Coordinate labeling data:
+ + +
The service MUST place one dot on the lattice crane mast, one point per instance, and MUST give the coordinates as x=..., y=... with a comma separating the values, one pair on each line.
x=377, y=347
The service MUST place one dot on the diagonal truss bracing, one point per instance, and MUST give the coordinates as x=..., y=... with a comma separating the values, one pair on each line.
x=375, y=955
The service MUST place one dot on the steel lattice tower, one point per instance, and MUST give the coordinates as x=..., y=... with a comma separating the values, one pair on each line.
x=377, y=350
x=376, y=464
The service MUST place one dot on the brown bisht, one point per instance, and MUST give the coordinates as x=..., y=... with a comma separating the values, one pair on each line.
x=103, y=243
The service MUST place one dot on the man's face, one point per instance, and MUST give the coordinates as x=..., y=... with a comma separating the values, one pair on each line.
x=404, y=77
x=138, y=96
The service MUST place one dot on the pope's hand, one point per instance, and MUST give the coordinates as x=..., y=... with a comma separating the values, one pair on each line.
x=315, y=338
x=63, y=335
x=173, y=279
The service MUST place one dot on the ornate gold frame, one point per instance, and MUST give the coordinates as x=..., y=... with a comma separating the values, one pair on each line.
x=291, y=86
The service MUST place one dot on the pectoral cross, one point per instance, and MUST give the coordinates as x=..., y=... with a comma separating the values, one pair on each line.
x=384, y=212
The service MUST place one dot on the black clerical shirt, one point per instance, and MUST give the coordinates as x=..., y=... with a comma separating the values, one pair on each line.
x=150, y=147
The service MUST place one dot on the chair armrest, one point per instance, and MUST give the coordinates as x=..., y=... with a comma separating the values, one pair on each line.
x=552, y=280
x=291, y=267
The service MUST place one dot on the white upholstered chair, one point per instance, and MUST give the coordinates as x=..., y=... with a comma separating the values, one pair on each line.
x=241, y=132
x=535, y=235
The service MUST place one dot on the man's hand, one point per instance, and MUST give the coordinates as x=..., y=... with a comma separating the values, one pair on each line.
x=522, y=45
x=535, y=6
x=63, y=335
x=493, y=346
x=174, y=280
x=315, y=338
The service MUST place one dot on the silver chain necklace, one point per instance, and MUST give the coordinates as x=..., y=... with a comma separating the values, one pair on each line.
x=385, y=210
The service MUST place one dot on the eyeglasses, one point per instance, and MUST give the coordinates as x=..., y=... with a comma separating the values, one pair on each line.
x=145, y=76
+ + +
EXERCISE OBJECTIVE: Return every item above word for word, keeping each line unchanged and in the same order.

RESULT OF THIS TASK:
The service MUST place one dot on the lattice crane mast, one point per instance, and MUST give the coordinates as x=..., y=... with a comma separating the values, one pair on each line.
x=377, y=347
The service MUST place one dot on the diagonal truss bracing, one point per instance, and MUST give the coordinates as x=..., y=... with a comma separating the values, one pair on each line.
x=375, y=955
The service MUST place one dot on the steel lattice tower, one point per instance, and MUST give the coordinates as x=..., y=... with a comma separating the values, one pair on each line.
x=377, y=350
x=376, y=464
The service MUST place one dot on the brown bisht, one point per instance, and MUST give the coordinates as x=..., y=... with a comma separating the values, one pair on each line.
x=103, y=243
The service MUST place one dot on the man's face, one point per instance, and MUST give the coordinates as x=..., y=... with a comma separating the values, one pair on each line.
x=404, y=77
x=138, y=96
The service MUST place one dot on the pope's hand, one point per instance, and MUST give the coordinates as x=..., y=... with a comma separating the values, one pair on each line.
x=315, y=338
x=63, y=335
x=173, y=279
The service MUST place one dot on the ornate gold frame, one point per instance, and MUST give the coordinates as x=..., y=... with a comma separating the values, one pair on each line.
x=291, y=86
The service MUST place one dot on the pectoral cross, one point per instance, and MUST give the coordinates as x=..., y=... with a comma separating the values, one pair on each line.
x=384, y=212
The service MUST place one dot on the black clerical shirt, one point per instance, and MUST give the coordinates as x=..., y=... with a comma separating the values, one pair on each line.
x=150, y=147
The service MUST place one dot on the chair armrest, one point per instance, and MUST give the coordinates as x=..., y=... with a comma separating the values, one pair on each line.
x=552, y=280
x=291, y=267
The service MUST place one dot on the white upholstered chair, one point per instance, and MUST give the coordinates as x=..., y=... with a comma separating the values, one pair on each line.
x=241, y=132
x=535, y=235
The service MUST place one dot on the man's hand, one point per instance, and MUST give the coordinates as x=..., y=... with a comma separating the values, one pair on each line.
x=522, y=45
x=535, y=6
x=63, y=335
x=493, y=346
x=174, y=280
x=315, y=338
The service MUST place one dot on the silver chain necklace, one point per instance, and MUST give the coordinates as x=..., y=... with a comma separating the values, one pair on each line.
x=385, y=210
The service MUST place one dot on the eyeglasses, one point per instance, and MUST give the coordinates as x=..., y=... with a comma separating the values, one pair on each line.
x=145, y=76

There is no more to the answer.